| Data provided |

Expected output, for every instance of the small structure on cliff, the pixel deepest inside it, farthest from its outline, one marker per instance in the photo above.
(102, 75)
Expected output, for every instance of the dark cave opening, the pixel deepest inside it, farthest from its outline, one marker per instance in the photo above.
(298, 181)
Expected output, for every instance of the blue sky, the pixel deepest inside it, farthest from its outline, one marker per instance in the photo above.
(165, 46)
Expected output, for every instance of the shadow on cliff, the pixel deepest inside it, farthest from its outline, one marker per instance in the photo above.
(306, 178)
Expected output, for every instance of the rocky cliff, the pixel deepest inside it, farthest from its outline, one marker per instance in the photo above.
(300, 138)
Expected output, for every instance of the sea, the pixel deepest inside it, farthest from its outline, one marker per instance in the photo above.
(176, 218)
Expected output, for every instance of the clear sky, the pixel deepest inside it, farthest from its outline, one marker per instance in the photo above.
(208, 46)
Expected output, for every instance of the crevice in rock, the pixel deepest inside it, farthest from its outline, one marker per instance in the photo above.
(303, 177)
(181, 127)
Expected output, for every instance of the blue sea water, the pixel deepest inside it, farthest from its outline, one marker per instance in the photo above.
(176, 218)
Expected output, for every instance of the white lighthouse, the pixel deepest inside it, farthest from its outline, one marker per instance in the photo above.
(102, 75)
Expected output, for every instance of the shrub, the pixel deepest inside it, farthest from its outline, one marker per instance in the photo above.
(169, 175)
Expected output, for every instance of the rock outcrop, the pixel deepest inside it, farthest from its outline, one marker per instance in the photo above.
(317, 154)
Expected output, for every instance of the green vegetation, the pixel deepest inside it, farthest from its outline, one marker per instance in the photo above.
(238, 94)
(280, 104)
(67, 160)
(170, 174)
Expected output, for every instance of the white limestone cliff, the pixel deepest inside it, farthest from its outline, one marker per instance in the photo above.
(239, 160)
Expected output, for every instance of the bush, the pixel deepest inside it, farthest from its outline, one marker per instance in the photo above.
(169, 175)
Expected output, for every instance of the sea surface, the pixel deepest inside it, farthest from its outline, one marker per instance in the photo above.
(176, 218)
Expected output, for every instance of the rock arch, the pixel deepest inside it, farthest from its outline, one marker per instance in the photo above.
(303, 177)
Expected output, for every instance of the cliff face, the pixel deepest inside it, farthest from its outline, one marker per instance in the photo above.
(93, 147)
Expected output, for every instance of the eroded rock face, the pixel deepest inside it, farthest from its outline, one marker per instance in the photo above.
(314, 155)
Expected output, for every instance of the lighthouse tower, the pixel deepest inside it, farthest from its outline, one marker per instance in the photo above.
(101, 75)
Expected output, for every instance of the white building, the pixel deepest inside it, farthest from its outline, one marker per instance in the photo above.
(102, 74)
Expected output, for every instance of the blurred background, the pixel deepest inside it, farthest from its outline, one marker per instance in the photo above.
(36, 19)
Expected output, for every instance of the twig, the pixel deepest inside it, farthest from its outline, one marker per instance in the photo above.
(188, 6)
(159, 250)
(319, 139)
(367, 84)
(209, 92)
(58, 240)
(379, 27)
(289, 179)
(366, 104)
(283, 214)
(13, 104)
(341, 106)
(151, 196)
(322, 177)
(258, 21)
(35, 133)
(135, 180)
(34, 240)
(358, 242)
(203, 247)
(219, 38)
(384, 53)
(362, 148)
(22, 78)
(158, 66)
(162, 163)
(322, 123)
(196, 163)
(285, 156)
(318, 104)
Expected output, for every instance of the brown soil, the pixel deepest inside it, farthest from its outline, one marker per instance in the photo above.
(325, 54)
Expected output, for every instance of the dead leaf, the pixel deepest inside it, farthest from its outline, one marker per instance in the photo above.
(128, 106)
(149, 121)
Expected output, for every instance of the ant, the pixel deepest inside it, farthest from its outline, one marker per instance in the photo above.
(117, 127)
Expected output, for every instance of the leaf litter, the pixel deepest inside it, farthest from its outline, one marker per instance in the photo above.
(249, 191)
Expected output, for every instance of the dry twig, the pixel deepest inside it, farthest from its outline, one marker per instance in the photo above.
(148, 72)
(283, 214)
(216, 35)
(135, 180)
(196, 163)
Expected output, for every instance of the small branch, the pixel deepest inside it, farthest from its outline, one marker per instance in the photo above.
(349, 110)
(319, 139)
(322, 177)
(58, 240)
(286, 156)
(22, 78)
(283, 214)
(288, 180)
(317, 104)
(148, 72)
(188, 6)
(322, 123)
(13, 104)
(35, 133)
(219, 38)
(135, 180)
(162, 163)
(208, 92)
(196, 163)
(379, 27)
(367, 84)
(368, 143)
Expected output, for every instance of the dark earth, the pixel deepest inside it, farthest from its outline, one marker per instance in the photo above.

| Aim of the task |
Reproduce only the lines from the one containing "Expected output, for every instance of the leaf" through the last line above, inclusive, substituting "thin branch" for "small branch" and changing nothing else.

| Answer to this task |
Expected output, for every instance of the leaf litter, the pixel deepest inside it, farthest from its outline, one marker per instance in the photo above.
(249, 191)
Expected output, for every instance of the dry twig, the pixel deepest inside it, farthest from its outline, one marker per instance in the photo above.
(148, 72)
(283, 214)
(216, 35)
(135, 180)
(196, 163)
Expected output, for every instance of the thin branch, the pixel deepest inside it, farthest from its outline, one marker per instance in the photo above.
(349, 110)
(319, 139)
(322, 177)
(58, 240)
(286, 156)
(22, 78)
(283, 214)
(288, 180)
(317, 104)
(148, 72)
(188, 6)
(322, 123)
(13, 104)
(35, 133)
(219, 38)
(135, 180)
(162, 163)
(208, 92)
(196, 163)
(379, 27)
(367, 84)
(368, 143)
Expected output, for every instance of the dark earth, the pixel deepest inside it, farthest from its outline, one marker per instance in the photo above.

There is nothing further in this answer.